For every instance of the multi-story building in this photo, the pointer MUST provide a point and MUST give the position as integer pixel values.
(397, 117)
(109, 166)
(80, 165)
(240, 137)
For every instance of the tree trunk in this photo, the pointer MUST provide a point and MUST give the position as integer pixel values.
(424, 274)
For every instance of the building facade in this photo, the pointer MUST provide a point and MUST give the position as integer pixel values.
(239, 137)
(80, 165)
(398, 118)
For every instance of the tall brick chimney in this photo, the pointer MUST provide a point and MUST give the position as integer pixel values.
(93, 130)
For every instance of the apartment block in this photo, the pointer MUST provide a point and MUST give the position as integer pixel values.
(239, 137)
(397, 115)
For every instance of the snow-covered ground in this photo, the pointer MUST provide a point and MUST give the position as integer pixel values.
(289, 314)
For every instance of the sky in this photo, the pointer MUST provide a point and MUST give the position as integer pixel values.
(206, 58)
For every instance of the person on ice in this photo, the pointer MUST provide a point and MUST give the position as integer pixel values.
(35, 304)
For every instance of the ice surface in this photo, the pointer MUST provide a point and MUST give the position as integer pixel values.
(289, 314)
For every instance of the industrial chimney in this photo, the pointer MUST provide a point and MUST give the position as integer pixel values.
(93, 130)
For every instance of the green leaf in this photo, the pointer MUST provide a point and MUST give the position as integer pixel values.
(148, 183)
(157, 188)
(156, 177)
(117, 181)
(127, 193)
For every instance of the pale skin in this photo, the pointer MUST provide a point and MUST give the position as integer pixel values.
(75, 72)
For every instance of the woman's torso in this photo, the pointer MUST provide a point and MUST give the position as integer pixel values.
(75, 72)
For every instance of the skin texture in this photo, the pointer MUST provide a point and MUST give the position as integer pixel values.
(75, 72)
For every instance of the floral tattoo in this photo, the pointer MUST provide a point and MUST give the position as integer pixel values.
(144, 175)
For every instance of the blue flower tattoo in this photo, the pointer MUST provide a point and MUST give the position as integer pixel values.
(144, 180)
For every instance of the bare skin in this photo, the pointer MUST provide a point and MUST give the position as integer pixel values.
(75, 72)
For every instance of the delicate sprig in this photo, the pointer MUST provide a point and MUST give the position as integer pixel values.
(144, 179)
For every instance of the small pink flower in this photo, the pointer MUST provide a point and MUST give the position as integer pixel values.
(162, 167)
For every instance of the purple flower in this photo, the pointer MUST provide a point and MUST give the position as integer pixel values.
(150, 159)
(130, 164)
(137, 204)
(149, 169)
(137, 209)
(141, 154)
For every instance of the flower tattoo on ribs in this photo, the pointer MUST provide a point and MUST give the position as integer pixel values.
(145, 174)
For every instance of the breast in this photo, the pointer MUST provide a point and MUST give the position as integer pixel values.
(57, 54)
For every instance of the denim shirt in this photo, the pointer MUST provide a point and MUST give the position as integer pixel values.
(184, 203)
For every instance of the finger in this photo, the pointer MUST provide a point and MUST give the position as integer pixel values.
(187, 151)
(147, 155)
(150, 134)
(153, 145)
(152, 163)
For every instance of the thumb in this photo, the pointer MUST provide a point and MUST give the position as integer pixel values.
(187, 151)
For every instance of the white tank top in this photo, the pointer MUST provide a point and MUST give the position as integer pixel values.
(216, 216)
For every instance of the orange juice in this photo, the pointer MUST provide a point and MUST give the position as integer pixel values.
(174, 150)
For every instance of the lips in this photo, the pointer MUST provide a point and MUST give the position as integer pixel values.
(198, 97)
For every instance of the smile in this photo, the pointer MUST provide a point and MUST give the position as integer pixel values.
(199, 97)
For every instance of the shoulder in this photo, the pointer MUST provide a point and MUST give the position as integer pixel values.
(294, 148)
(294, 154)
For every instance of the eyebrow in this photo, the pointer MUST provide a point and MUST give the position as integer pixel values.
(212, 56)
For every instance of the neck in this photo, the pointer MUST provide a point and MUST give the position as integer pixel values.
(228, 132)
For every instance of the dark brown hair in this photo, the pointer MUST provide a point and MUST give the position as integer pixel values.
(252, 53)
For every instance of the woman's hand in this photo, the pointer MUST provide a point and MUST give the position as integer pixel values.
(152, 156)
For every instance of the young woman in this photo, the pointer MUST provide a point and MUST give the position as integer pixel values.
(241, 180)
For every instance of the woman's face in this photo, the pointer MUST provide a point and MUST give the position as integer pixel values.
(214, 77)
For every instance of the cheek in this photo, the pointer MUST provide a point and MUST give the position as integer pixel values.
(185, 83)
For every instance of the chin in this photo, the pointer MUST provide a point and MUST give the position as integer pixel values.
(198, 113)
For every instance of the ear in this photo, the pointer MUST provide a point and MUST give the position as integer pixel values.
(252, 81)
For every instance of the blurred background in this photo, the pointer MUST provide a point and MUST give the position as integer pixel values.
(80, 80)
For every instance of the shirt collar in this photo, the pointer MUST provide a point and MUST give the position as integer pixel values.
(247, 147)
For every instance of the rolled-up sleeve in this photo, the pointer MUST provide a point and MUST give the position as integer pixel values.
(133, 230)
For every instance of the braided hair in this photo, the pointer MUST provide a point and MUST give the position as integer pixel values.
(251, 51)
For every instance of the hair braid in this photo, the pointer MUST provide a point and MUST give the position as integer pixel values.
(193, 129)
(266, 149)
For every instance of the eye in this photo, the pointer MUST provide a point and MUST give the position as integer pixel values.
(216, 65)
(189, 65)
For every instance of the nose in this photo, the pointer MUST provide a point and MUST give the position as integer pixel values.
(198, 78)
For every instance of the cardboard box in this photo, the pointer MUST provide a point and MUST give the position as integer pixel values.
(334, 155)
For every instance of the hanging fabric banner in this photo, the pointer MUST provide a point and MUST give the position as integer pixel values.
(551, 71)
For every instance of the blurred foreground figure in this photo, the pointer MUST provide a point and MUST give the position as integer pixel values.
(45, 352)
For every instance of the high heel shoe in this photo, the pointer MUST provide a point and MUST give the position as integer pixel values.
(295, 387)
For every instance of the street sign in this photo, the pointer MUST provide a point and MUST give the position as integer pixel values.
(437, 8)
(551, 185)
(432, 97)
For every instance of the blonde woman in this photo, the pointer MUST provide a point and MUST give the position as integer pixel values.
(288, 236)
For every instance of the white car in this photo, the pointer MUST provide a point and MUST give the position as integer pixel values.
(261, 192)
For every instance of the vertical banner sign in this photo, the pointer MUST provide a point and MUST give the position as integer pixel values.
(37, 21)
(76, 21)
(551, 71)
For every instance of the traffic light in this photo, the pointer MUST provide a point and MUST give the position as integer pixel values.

### Problem requirements
Reply with the complete records, restated exactly.

### Completed exercise
For every instance of the multi-story building in this photo, the pointer MUST provide a point and MUST give the position as integer pixel values.
(397, 117)
(109, 166)
(80, 165)
(240, 137)
For every instance of the tree trunk in this photo, the pointer MUST provide a point and MUST give the position as integer pixel values.
(424, 274)
For every instance of the building facade in this photo, the pointer MUST provide a point and MUST give the position as integer pixel values.
(239, 137)
(80, 165)
(398, 118)
For every instance of the tall brick chimney in this photo, the pointer MUST provide a point and MUST give the position as integer pixel values.
(93, 130)
For every instance of the apartment block in this photo, the pointer MUST provide a point and MUST give the position as integer pixel values.
(239, 137)
(397, 115)
For every instance of the snow-covered ground in this photo, the pointer MUST provide a point and MUST give the position as integer pixel values.
(289, 314)
For every instance of the sky in this photo, the pointer MUST provide a point and MUST give the position as integer pixel values.
(206, 58)
For every instance of the person on ice in this photo, the pointer MUST provide a point and MUST give the position as integer pixel values.
(35, 304)
For every instance of the ice surface in this photo, the pointer MUST provide a point and MUST give the position as integer pixel values.
(289, 314)
For every instance of the industrial chimney in this photo, the pointer MUST provide a point and MUST give the position as integer pixel values.
(93, 130)
For every instance of the green leaf in this photo, the pointer MUST provide a point and MUST give the position as integer pixel values.
(148, 183)
(157, 188)
(156, 177)
(117, 181)
(127, 193)
For every instance of the pale skin in this photo, the pointer MUST provide a point and MUST give the position as integer pixel values.
(75, 72)
For every instance of the woman's torso in this photo, the pointer MUST provide a point and MUST give the position as integer pixel values.
(75, 72)
For every instance of the skin texture in this photo, the pointer MUST provide a point and MUST give the position as integer pixel values.
(75, 72)
For every instance of the floral tattoo in this photo, the pointer MUST provide a point and MUST give the position as integer pixel values.
(144, 175)
For every instance of the blue flower tattoo in this photo, the pointer MUST provide a point and MUST give the position as integer pixel values.
(144, 180)
For every instance of the bare skin in this photo, the pointer MUST provide a point and MUST give the position as integer pixel values.
(75, 72)
For every instance of the delicate sprig in this photo, the pointer MUST provide a point and MUST give the position as integer pixel values.
(144, 179)
For every instance of the small pink flower in this photo, the pointer MUST provide a point and MUST give the position as integer pixel values.
(162, 167)
For every instance of the purple flower in this photo, the pointer MUST provide a point and MUST give the position as integer pixel values.
(150, 159)
(130, 164)
(137, 204)
(149, 169)
(137, 209)
(141, 154)
For every instance of the flower tattoo on ribs in this photo, the pointer MUST provide a point and MUST give the position as integer pixel values.
(145, 174)
For every instance of the breast in this photo, the pointer MUST provide a point and MUST give the position as integer pixel values.
(57, 54)
For every instance of the denim shirt in this photo, the pointer MUST provide a point and MUST give the position as integer pixel values.
(184, 203)
For every instance of the finger in this photo, the pointer MUST provide a point and MUST give the position as integer pixel values.
(187, 151)
(147, 155)
(150, 134)
(153, 145)
(152, 163)
For every instance of the thumb in this photo, the pointer MUST provide a point and MUST give the position as integer pixel values.
(187, 151)
For every instance of the white tank top in this photo, the pointer MUST provide a point and MUST give the position as integer pixel values.
(216, 216)
For every instance of the orange juice in this photo, the pointer MUST provide a point and MUST give the position as integer pixel values.
(174, 150)
For every instance of the lips in this photo, the pointer MUST provide a point and MUST give the position as integer pixel values.
(198, 97)
For every instance of the smile in this photo, the pointer MUST provide a point and MUST give the position as integer pixel values.
(199, 97)
For every instance of the shoulder in this photo, the pointer MUST provide a point and MUST give the position as integer pixel values.
(294, 148)
(294, 154)
For every instance of the eyebrow in this photo, the pointer MUST provide a point and MUST give the position as integer pixel values.
(212, 56)
For every instance of the neck in this photo, the pointer MUST provide a point and MUST give the position as integer pixel values.
(228, 132)
For every instance of the dark brown hair in this photo, the pointer MUST provide a point and MUST give the position as integer pixel values.
(252, 53)
For every instance of the woman's hand in this photo, the pointer MUST provide a point and MUST give the position as integer pixel values.
(152, 156)
For every instance of the young woman in this photo, the pointer MUST provide a point and MUST give the position as integer pixel values.
(241, 180)
For every instance of the woman's face in this photo, the pointer MUST provide a point and MUST give the position as integer pixel values.
(214, 77)
For every instance of the cheek in this photo, the pointer MUST provide a point and MUST give the position as integer pixel values.
(185, 83)
For every instance of the chin in this photo, the pointer MUST provide a point and MUST give the position as integer pixel values.
(198, 113)
For every instance of the ear in this photo, the pointer MUST provide a point and MUST give the position as integer pixel values.
(252, 81)
For every instance of the blurred background in this photo, the pointer MUST provide a point and MUST give the position as integer pixel values.
(80, 80)
For every instance of the shirt collar in this photo, the pointer MUST provide a point and MUST give the position as integer pixel values.
(247, 147)
For every instance of the rolled-up sleeve in this photo, the pointer MUST provide a point and MUST give the position as integer pixel values.
(133, 230)
For every instance of the braided hair in this photo, the pointer MUST provide a point and MUST give the position as integer pixel values.
(251, 51)
For every instance of the hair braid in this photo, the pointer MUST provide a point and MUST give the position as integer pixel values.
(193, 129)
(266, 149)
For every instance of the eye in this photo, the pointer MUST provide a point and MUST give the position as integer pixel values.
(216, 65)
(189, 65)
For every instance of the nose in this photo, the pointer MUST provide a point and MUST give the position as integer pixel values.
(198, 78)
For every instance of the cardboard box in this photo, the pointer MUST provide a point and MUST give the position as integer pixel values.
(334, 155)
For every instance of the hanging fabric banner in this photo, the pointer MUST provide a point and MUST give the position as integer pixel values.
(551, 71)
For every instance of the blurred foreground figure in this photo, the pointer MUST provide a point and MUST give the position as integer pixel values.
(45, 352)
For every instance of the high heel shoe in this photo, the pointer MUST provide a point and MUST give the position as integer pixel values.
(295, 387)
For every instance of the street sign in this photo, the pointer MUST provide a point and MUST give the position as integer pixel values.
(437, 8)
(551, 185)
(432, 97)
For every instance of the blonde woman in this photo, the pointer MUST provide a point and MUST give the position as integer pixel values.
(288, 236)
For every instance of the white car in this photo, the pointer MUST provide a point and MUST give the position as integer pixel values.
(261, 192)
For every instance of the vertical banner sign in this photo, the pointer MUST provide a point and MUST give the position as integer pixel values.
(37, 21)
(76, 21)
(551, 71)
For every instance of the traffic light in this photo, the pointer MUST provide a point and MUST give the position as integer pixel values.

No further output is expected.